━━━ Source excerpt
I am sorry, I didn't want to anger you or to appear to be just stubborn
by posting this.

As I wrote in the cover letter I am aware that this is not a supported
use case and I understand that that makes the patches likely to be
rejected.
As said the reason I _wrote_ the patches was simply to learn more about
the btrfs code and its internals and see if I would be able to
understand it enough. The reason I _submitted_ them was just to
document what I found out so others could have a look into it and just
in case it maybe useful at a later time.

I also don't want to claim that these will add full support for sending
unrelated roots - they don't! They only handle those very specific edge
cases I found, which are currently _possible_, although still not
supported.

I took a deeper look into the rest to see if it could be supported:
the comparing algorithm actually works fine, even with completely
unrelated subvolumes (i.e. btrfs_compare_trees, changed_cb,
changed_inode etc.), but the processing of the changes (i.e.
process_recorded_refs etc.) is heavily based on (ino, gen) as
identifying handle, which can not be changed without the high risk of
regression - just as you said in your earlier comments - since side
effects of any changes are hard to see or understand without a very
deep understanding of the whole code; which is why I didn't even try to
touch that parts.

I apologize if I appeared to be stubborn or ignorant of your feedback!
That really wasn't my intent.


> > The produced tree state here is:
> >   |-- subvol1
> >   |   `-- a         (ino 257, c 1,3)
> >   |
> >   `-- subvol2
> >       `-- b         (ino 257, c 1,5)
> > 
> > Where subvol1/a and subvol2/b are character devices with differing
> > minor
> > numbers but same inode number and same generation.
> > 
> > Example output of the receive command:
> >   At subvol subvol2
> >   snapshot        ./subvol2                       uuid=1c175819-
> > 8b97-0046-a20e-5f95e37cbd40 transid=13 parent_uuid=bad4a908-21b4-
> > 6f40-9a08-6b0768346725 parent_transid=13
> >   utimes          ./subvol2/                      atime=2021-01-
> > 25T17:18:46+0000 mtime=2021-01-25T17:18:46+0000 ctime=2021-01-
> > 25T17:18:46+0000
> >   link            ./subvol2/b                     dest=a
> >   unlink          ./subvol2/a
> >   utimes          ./subvol2/                      atime=2021-01-
> > 25T17:18:46+0000 mtime=2021-01-25T17:18:46+0000 ctime=2021-01-
> > 25T17:18:46+0000
> >   utimes          ./subvol2/b                     atime=2021-01-
> > 25T17:18:46+0000 mtime=2021-01-25T17:18:46+0000 ctime=2021-01-
> > 25T17:18:46+0000
> > 
> > => subvol1/a is renamed to subvol2/b instead of recreated to
> > updated
> >    rdev which results in received subvol2/b having the wrong minor
> >    number:
> > 
> >   257 crw-r--r--. 1 root root 1, 3 Jan 25 17:18 subvol2/b
> > 
> > Signed-off-by: Roman Anasal <roman.anasal@bdsu.de>
> > ---
> > v2:
> >   - add this patch to also handle changed rdev
> > ---
> >  fs/btrfs/send.c | 15 ++++++++++-----
> >  1 file changed, 10 insertions(+), 5 deletions(-)
━━━━━━
▶ **Exercise a**: Identify every line of the records that contains the string "winter". Case counts.
The excerpt and the records come from unrelated sources.
━━━ Task material
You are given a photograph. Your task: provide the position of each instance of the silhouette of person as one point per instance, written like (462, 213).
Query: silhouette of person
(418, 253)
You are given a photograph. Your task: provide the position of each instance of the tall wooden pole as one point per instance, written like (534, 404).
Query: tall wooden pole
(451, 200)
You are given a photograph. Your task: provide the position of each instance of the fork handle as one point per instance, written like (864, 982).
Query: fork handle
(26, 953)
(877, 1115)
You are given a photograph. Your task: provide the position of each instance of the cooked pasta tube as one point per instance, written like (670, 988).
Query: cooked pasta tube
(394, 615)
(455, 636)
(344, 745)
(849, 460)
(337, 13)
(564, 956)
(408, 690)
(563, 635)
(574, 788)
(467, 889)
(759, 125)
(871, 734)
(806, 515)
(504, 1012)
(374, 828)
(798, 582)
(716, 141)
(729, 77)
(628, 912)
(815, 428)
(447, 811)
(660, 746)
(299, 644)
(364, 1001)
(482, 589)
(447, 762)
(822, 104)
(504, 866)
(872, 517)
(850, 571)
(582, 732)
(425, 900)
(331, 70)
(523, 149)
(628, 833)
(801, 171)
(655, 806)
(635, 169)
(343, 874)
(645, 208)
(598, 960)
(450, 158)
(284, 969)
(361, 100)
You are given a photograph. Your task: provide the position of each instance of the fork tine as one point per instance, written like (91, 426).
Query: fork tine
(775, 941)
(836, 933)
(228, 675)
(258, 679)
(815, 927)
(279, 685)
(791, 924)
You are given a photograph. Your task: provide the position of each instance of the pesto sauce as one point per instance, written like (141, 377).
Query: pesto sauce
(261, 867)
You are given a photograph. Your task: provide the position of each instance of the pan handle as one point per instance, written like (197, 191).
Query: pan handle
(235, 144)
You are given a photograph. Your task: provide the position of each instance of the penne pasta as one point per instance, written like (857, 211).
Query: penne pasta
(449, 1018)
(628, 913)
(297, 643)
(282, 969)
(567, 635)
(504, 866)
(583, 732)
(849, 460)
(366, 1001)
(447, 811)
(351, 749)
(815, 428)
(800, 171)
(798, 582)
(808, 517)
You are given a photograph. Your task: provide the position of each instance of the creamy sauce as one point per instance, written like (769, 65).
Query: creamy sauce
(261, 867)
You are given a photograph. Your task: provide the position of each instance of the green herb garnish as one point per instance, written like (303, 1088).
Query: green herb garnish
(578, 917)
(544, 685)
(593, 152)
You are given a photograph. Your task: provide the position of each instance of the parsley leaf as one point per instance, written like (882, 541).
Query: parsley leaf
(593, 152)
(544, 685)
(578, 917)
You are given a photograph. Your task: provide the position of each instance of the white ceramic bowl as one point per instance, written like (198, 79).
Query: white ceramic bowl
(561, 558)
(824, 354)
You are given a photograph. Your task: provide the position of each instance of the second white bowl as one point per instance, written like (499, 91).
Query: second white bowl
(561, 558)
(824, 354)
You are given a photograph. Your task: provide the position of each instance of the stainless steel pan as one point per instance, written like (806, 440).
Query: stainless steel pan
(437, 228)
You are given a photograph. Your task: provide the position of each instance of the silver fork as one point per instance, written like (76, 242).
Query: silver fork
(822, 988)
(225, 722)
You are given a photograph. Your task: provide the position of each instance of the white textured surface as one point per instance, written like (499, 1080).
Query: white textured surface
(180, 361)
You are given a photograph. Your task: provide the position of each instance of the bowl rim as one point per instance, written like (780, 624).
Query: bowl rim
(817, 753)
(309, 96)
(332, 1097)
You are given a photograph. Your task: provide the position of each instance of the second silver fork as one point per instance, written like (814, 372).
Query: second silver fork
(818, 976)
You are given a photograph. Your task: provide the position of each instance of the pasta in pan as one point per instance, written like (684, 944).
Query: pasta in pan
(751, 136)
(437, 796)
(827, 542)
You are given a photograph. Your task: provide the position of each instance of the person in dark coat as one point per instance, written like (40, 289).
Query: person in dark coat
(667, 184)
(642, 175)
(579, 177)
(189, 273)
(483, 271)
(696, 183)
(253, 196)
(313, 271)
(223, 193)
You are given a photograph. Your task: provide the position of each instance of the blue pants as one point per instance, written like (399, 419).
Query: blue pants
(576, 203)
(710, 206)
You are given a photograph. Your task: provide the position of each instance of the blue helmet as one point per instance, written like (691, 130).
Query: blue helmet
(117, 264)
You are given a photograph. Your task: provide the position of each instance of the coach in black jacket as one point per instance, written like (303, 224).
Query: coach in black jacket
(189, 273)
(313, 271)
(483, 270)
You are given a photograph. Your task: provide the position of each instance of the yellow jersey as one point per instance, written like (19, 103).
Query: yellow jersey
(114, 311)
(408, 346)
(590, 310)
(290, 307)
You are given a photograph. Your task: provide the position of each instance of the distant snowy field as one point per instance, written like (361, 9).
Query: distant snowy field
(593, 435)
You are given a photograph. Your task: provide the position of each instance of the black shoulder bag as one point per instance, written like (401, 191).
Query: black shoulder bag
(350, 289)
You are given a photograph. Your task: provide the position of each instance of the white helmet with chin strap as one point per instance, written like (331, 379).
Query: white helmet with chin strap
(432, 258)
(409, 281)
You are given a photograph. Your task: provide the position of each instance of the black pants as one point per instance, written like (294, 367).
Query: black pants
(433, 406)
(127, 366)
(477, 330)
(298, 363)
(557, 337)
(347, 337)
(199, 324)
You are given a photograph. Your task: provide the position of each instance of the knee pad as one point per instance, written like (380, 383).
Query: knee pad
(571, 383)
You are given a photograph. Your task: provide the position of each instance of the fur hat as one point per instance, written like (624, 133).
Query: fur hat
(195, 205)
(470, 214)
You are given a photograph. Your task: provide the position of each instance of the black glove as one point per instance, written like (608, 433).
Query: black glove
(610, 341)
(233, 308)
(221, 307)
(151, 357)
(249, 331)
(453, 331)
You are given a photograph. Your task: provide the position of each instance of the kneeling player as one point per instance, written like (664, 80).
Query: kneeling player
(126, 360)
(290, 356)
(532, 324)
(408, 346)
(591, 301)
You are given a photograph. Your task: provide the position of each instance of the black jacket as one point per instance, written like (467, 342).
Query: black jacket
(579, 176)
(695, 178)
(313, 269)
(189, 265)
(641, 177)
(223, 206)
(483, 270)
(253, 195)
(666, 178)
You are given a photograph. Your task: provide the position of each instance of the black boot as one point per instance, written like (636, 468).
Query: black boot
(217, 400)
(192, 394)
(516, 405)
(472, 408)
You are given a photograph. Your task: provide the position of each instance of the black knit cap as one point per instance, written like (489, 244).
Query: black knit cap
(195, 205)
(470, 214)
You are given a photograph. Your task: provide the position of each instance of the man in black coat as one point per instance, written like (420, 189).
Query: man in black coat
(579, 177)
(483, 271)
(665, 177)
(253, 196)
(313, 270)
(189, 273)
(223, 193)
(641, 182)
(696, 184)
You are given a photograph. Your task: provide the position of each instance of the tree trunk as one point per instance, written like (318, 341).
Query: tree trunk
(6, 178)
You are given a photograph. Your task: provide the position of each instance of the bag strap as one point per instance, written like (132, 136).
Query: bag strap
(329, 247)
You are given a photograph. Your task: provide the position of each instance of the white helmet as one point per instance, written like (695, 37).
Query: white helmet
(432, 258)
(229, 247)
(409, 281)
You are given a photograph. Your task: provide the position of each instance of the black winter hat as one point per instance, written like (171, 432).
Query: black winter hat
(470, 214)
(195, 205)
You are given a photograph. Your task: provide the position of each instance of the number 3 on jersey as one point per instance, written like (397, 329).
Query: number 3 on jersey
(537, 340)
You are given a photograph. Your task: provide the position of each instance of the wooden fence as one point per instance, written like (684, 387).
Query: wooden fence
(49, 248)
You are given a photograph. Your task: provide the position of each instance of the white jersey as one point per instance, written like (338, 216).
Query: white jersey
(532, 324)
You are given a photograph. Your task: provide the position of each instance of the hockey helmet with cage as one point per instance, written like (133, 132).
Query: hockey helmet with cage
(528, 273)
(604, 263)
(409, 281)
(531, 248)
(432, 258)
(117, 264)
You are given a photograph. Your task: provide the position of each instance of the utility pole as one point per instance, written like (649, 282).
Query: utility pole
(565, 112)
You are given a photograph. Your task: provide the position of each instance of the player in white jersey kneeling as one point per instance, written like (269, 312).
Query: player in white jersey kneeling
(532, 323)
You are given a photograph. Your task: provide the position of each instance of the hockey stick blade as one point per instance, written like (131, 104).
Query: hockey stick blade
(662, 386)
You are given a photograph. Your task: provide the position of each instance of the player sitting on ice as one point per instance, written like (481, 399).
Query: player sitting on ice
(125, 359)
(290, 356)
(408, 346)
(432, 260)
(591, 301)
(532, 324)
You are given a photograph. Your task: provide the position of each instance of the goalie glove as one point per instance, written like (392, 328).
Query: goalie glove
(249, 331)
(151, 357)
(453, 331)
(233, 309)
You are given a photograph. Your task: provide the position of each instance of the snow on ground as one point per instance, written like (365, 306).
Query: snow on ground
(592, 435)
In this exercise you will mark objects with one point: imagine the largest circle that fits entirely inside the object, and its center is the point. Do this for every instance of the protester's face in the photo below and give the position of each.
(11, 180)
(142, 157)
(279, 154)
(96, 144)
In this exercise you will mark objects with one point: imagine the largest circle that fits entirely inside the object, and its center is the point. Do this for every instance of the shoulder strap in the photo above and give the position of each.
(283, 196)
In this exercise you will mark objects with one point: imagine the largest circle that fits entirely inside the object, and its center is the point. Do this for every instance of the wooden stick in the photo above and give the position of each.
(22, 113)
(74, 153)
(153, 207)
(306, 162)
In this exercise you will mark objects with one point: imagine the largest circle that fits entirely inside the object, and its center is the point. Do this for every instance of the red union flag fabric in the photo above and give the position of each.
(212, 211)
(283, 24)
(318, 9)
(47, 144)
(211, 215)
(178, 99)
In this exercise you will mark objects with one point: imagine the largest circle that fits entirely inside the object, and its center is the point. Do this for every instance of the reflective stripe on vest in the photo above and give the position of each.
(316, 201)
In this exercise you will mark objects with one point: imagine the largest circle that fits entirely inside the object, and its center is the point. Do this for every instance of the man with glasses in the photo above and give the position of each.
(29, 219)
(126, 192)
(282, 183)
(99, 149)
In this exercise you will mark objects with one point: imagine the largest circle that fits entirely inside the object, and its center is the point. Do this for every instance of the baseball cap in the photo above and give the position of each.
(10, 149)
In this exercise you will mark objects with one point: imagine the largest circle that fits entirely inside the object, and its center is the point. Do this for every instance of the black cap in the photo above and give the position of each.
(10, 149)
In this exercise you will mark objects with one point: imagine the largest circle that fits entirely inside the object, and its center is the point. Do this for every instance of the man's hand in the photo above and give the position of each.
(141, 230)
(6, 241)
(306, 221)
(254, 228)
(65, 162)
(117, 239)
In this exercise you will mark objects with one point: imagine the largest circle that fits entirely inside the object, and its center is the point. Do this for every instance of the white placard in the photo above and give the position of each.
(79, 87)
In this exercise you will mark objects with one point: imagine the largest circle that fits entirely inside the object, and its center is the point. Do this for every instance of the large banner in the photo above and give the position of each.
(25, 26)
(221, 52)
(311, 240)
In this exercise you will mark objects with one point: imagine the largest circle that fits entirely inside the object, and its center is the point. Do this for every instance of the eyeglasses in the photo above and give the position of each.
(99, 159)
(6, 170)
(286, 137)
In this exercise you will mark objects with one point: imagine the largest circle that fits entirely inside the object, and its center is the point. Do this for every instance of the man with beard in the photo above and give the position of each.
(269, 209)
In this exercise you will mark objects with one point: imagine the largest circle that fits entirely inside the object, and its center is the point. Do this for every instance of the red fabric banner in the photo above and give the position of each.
━━━━━━
▶ **Exercise b**: From the btrfs excerpt, list every function name given in the parentheses that begin with "i.e.".

▶ **Correct result a**:
You are given a photograph. Your task: provide the position of each instance of the black winter hat as one point per instance, written like (171, 432).
Query: black winter hat

▶ **Correct result b**: btrfs_compare_trees, changed_cb, changed_inode, process_recorded_refs